[Exercise goal]
Continue the blog post about a mother and her teenage daughter, starting right after its last sentence.

[Text section]
□ □ □

Sunday, May 13, 2012

Mom, You Moron

Imagine if, instead of giving birth to precious cherubs, we gave birth to insta-teens.  I can just picture the scene in the maternity unit delivery room.

Doctor: "You're almost there Mrs. Jones, just one more push, just one more push!"


Mr. Jones: "You can do it honey."

Doctor: "Almost there....almost  there!"


Doctor: "Congratulations!  It's a girl"

Mrs. Jones: " Sob! Oh my goodness she's so beautiful!  Can I hold her?  Kiss.  Kiss.  Sob!"

New born teenage girl:  "Ug, mom, that's gross, don't kiss me in public!  (sigh of exasperation)  What is all of this goop on me, it's going to make my hair frizz, can you go to the drug store and get me some of that stuff so my hair won't frizz?  I need to take a shower.  Did you wash my Aeropostle skinny jeans?  Hey doc, can you hand me my ipod shuffle?  Mom, seriously, will you stop crying you're embarrassing me!"


I'm not quite sure when or how my 14-year old daughter Melissa went from never wanting me out of her sight to seriously wanting me nowhere in sight.  As a toddler, she became quite the appendage, always attached to a spare limb or two.  Sure, she loved her dad, but he just paled in comparison to the great and oh so powerful "MOMMY".

□ □ □

[Data rows]

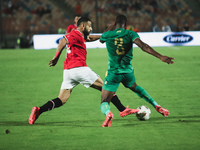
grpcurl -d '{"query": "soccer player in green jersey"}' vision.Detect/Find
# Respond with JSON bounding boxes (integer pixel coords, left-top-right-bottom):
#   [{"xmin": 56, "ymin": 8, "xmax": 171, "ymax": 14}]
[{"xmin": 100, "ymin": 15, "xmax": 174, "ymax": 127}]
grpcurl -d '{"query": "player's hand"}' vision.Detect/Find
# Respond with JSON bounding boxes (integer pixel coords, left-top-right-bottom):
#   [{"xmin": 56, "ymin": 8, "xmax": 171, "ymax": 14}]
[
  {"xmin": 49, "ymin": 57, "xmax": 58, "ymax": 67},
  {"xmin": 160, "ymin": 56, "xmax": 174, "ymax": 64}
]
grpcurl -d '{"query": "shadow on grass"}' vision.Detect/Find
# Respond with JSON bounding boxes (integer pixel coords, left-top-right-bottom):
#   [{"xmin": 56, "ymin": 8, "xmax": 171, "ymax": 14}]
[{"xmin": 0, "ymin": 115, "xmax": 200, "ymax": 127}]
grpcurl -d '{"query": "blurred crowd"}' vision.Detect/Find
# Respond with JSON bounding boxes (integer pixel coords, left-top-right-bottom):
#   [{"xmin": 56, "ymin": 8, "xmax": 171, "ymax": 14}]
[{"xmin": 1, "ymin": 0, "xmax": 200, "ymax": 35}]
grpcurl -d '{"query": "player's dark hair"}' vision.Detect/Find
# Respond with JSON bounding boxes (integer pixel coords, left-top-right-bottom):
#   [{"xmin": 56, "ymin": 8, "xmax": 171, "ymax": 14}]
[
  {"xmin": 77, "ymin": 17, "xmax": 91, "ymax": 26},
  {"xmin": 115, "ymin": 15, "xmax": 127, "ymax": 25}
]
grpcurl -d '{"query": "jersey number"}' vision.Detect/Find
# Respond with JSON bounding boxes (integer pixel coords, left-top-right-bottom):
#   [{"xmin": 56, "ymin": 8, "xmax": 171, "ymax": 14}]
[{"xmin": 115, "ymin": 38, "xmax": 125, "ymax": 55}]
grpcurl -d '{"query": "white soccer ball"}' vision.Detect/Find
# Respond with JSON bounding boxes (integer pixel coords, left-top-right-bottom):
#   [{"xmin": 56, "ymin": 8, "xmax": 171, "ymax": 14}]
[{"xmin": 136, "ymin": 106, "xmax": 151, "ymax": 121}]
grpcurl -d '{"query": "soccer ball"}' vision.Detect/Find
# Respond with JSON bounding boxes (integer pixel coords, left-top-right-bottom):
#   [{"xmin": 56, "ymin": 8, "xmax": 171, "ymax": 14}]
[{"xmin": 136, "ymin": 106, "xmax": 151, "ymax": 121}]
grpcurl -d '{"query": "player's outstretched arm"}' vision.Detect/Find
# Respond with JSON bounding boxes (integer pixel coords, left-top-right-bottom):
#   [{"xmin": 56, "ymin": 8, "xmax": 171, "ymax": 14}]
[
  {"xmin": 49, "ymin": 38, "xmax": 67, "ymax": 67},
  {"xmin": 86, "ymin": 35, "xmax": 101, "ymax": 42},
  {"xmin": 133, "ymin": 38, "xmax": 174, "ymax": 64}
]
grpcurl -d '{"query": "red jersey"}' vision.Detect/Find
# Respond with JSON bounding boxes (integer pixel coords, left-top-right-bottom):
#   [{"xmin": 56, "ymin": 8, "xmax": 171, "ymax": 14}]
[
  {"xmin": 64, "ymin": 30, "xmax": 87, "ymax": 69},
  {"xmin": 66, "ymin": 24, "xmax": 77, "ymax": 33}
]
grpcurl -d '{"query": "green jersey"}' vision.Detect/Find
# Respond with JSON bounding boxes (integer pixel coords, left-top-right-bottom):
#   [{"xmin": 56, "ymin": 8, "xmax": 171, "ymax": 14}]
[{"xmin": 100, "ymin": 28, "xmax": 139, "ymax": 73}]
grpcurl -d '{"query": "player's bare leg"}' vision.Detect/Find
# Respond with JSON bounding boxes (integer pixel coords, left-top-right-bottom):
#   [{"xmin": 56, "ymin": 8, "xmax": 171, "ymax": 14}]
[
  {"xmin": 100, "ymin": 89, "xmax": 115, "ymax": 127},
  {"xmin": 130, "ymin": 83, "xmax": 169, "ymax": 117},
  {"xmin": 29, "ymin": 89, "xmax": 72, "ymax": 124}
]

□ □ □

[Response to this exercise]
Today, I have morphed into a moron.  She does not use this adjective on me out loud, but I can tell she is forming these words inside her head after every response to every thing I say or do.

6:20 am
I happily walk into Melissa's bedroom.

Me:  "Hi sweety, good morning, time to wake up baby girl!"

Melissa: (barely lifts her head, shifts her body slightly, rolls over and slowly opens her eyes) "Why do you wake me up every morning like I am five years old? (you moron)

7:00 am
Melissa is in the bathroom fussing with her hair

Me: "Sweety did you eat breakfast?"

Melissa, rollling her eyes: "Yes." (you moron)

Me: "What did you have?"

Melissa: "Why do you always need to know what I ate, I am fine, I eat fine, I had a banana and oatmeal." (you moron)

7:20 am
At the bus stop

Me: "Good luck on your science test today."

Melissa: "It's not science it's social studies." (you moron)

2:30 pm
I am at work, and I call Melissa to see how her day went.

Me: "How did you do on your social studies test?"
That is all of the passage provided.